YOUR ASSIGNMENT:
Please retype the stretch of the puppy housetraining text from "Pro Tip: set" through "for the day.", keeping every word and punctuation mark unchanged.

QUOTED PASSAGE:
--- START ---

Your pup may also need to eliminate a second and third time, so don't rush.
Pro Tip: Going potty outside makes food and fun outings happen, so it becomes worth holding it and waiting to go out. If a walk ends as soon as the puppy goes potty, the puppy may hold it longer to keep the fun from ending.
When you are Inside
Keep your eyes on your pup. Watch for behaviors like restless movement or pacing, whining, circling, sniffing, standing near a door, or leaving the room, which may indicate he needs to go out. If you can’t, your pup must be confined.
Confinement options include a crate, an exercise pen, a small room with the door closed or blocked with a baby gate, or the “umbilical” method – attaching your pup to your waist with a long leash.
A pup is immediately and intrinsically rewarded when he has an accident because he feels relief from pressure when emptying his bladder or bowels, so it’s important to prevent accidents.
Gradually, over days or weeks without accidents, give your puppy more freedom.
After your pup eliminates outside, give him some free time in the house (about 15 to 20 minutes to start). If all goes well, gradually increase the amount of time he can spend free.
Expect young puppies and dogs who aren’t feeling well to go out at least once overnight.
Middle of the night potty breaks should be dull- no talking, no playing, etc….just a potty break.
Pro Tip: set the alarm for halfway through the night and push it back an hour every week until it’s close to wake-up time, and you can try to go through the whole night. The alarm will become the cue to wake up for the day.
Accidents during training
Environmental changes may cause a lapse in housetraining, so be cautious if you take him to someone else’s home or when the weather is inclement. Keep an eye out if you add a new rug or furniture to the house.

--- END ---

RECORDS PROVIDED:
--- START ---

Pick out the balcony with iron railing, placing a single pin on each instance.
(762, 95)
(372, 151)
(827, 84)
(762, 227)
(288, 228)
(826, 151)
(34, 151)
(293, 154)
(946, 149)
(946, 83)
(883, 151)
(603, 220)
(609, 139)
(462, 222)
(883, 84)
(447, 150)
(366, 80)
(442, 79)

--- END ---

YOUR RESPONSE:
Pro Tip: set the alarm for halfway through the night and push it back an hour every week until it’s close to wake-up time, and you can try to go through the whole night. The alarm will become the cue to wake up for the day.